About this exercise –
In the entry on sham:
(a) What is neo-shamanism often alleged to be?
(b) Which Ojibwe term is glossed as "jugglers" and "masters of ventriloquism"?
(c) Under what influence does much of the shamming of shamanism appear to have been abandoned?

Reading passage –
——————
- Sham
- Neo-shamanism is often alleged to be a false shamanism, a pretense or self-delusion based on the wish by colonialists to acquire the metaphorical gold of indigenous spirituality. Early travelers and anthropologists were equally persuaded that Siberian shamans, Native American medicine people, and similar people elsewhere were tricking their communities into believing they had exceptional powers. Allegations that such people were “merely jugglers, sleight-ofhand tricksters and ventriloquists” miss the point that indigenous communities, too, were perfectly able to identify these kinds of tricks. In Gerald Vizenor’s rendition of 19th-century Ojibwe accounts (Summer in the Spring), the term tchissakiwinini is glossed as “jugglers” and “masters of ventriloquism.” The narrator, however, says that “at a given signal all would join in” a chant, and a powerful other-than-human person “had arrived and was ready to listen to and answer any inquiries they had to make.” Similar descriptions of deliberate and open shamming are common elsewhere and can be interpreted as a blend of communal entertainment, preparation, and focusing. Like masks and costumes, shamming also served to help the community pay less attention to the presence of the shaman and more to the activities of shamanizing. Unfortunately, much of the shamming of shamanism appears to have been abandoned (shammed, perhaps) under the influence of modernist colonization. However, the mockery of shamans in Soviet pedagogical satires, and the pseudo-shamanic rituals-as-theater in the cultural revitalization movements in postSoviet republics, can be perceived as genuine moments of shamanic performance that restore the traditional sham to shamanizing.
Historical dictionary of shamanism. Graham Harvey and Robert J. Wallis. 2007.
——————
Material supplied –

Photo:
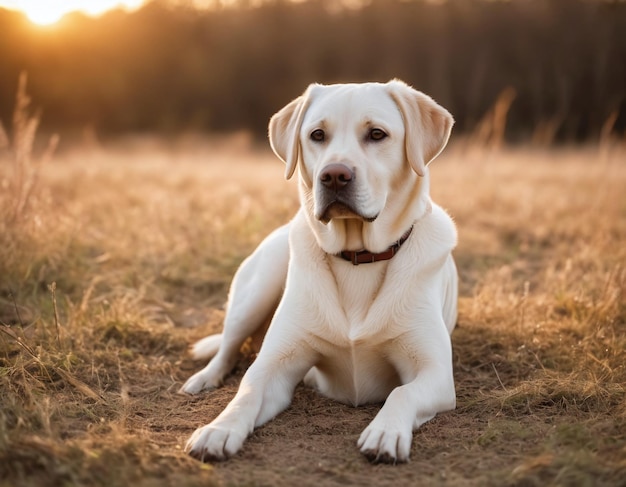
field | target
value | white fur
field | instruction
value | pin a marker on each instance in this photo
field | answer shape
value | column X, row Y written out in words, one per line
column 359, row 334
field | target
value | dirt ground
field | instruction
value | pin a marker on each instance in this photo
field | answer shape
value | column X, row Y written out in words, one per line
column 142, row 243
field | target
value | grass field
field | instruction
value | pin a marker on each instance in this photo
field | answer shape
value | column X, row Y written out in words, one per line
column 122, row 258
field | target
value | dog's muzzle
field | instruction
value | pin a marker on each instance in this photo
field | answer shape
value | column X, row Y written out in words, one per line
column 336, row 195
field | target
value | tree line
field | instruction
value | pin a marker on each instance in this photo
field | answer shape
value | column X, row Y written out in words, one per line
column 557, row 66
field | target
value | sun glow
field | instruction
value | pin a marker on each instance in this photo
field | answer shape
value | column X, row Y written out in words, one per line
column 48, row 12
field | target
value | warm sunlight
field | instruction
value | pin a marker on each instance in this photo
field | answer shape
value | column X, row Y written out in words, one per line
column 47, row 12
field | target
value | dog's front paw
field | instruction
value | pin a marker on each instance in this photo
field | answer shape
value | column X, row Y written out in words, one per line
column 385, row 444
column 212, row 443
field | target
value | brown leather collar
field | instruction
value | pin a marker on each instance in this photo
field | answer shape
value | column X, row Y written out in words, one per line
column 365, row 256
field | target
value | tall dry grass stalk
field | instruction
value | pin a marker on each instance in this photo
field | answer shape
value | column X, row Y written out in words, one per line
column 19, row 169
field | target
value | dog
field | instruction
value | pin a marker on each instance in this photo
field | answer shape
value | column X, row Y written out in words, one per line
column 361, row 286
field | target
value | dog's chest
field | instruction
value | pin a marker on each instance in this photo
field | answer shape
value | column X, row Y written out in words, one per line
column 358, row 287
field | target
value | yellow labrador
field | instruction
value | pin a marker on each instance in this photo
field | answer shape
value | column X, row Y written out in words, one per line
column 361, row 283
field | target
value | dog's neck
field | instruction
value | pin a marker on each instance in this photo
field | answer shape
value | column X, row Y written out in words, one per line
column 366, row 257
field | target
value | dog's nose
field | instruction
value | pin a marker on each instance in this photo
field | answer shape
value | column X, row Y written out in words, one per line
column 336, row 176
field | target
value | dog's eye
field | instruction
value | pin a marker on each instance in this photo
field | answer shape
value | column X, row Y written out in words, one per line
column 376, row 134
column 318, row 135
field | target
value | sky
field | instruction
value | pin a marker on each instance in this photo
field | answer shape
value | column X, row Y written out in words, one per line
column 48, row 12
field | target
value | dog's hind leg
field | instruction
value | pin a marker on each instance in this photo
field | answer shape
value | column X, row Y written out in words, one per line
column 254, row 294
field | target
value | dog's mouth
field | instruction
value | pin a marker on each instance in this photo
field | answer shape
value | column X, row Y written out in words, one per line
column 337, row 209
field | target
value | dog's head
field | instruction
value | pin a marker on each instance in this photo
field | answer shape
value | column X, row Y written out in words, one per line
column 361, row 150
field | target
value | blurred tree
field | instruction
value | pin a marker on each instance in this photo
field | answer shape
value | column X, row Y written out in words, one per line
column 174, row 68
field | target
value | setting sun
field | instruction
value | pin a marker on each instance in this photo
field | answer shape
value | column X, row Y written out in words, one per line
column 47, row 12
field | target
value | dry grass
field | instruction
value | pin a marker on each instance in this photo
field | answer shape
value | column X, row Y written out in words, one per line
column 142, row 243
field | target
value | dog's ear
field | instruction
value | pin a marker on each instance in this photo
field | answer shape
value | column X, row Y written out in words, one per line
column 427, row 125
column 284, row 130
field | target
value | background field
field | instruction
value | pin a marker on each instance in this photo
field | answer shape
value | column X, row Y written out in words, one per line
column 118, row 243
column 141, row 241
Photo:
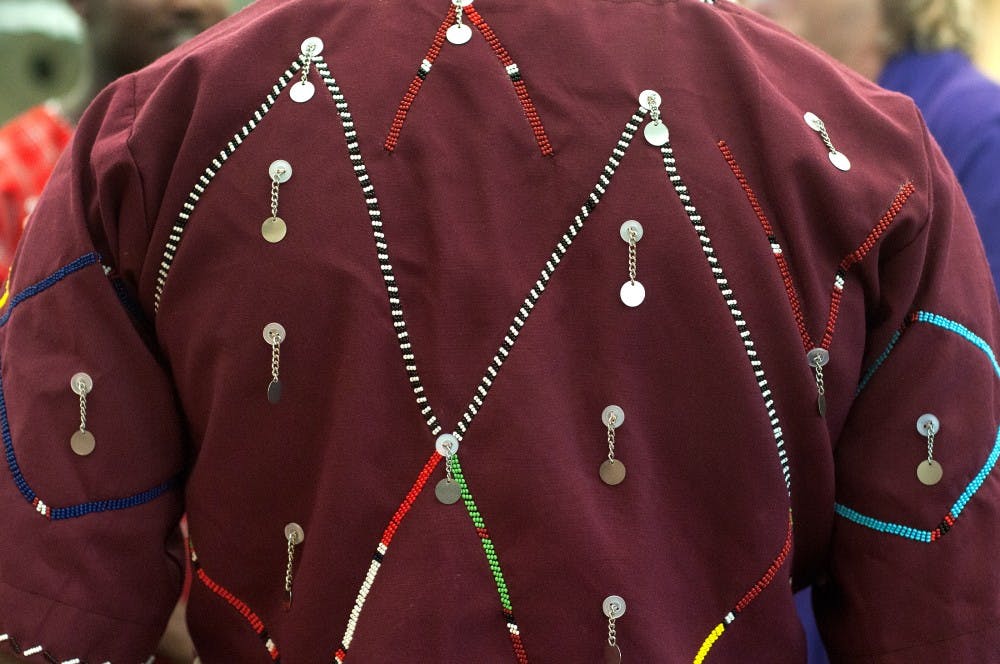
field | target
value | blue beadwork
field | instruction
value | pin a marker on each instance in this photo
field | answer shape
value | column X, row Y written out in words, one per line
——————
Exercise result –
(a) A false shamanism, a pretense or self-delusion based on the wish by colonialists to acquire the metaphorical gold of indigenous spirituality.
(b) Tchissakiwinini.
(c) The influence of modernist colonization.